ARTICLE:

Since the late 1980s, policymakers have debated the question of how society should deal with the problem of women’s substance abuse during pregnancy. In 2014, Tennessee became the only state to specifically criminalize drug use during pregnancy. However, prosecutors have attempted to rely on a host of criminal laws already on the books to attack prenatal substance abuse. The Supreme Courts in Alabama and South have upheld convictions ruling that a woman’s substance abuse in pregnancy constitutes criminal child abuse. Meanwhile, several states have expanded their civil child-welfare requirements to include prenatal substance abuse, so that prenatal drug exposure can provide grounds for terminating parental rights because of child abuse or neglect. Further, some states, under the rubric of protecting the fetus, authorize civil commitment (such as forced admission to an inpatient treatment program) of pregnant women who use drugs; these policies sometimes also apply to alcohol use or other behaviors.

A number of states require health care professionals to report or test for prenatal drug exposure, which can be used as evidence in child-welfare proceedings. And in order to receive federal child abuse prevention funds, states must require health care providers to notify child protective services when the provider cares for an infant affected by illegal substance abuse. Finally, a number of states have placed a priority on making drug treatment more readily available to pregnant women, which is bolstered by federal funds that require pregnant women receive priority access to programs.

HIGHLIGHTS:

  • One state allows assault charges to be filed against a pregnant woman who uses certain substances. 18 states consider substance abuse during pregnancy to be child abuse under civil child-welfare statutes, and 3 consider it grounds for civil commitment.
  • 15 states require health care professionals to report suspected prenatal drug abuse, and 4 states require them to test for prenatal drug exposure if they suspect abuse.
  • 19 states have either created or funded drug treatment programs specifically targeted to pregnant women, and 11 provide pregnant women with priority access to state-funded drug treatment programs.
  • 4 states prohibit publicly funded drug treatment programs from discriminating against pregnant women.

DATA SHOWN:
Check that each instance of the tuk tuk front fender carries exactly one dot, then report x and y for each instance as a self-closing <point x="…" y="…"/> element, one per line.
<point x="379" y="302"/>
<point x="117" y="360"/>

WRITTEN PROBLEM: Transcribe the passage on state policies toward drug use during pregnancy from "A number of states require" to "access to programs.". Work only from the passage on state policies toward drug use during pregnancy, not the material.

EXPECTED ANSWER:
A number of states require health care professionals to report or test for prenatal drug exposure, which can be used as evidence in child-welfare proceedings. And in order to receive federal child abuse prevention funds, states must require health care providers to notify child protective services when the provider cares for an infant affected by illegal substance abuse. Finally, a number of states have placed a priority on making drug treatment more readily available to pregnant women, which is bolstered by federal funds that require pregnant women receive priority access to programs.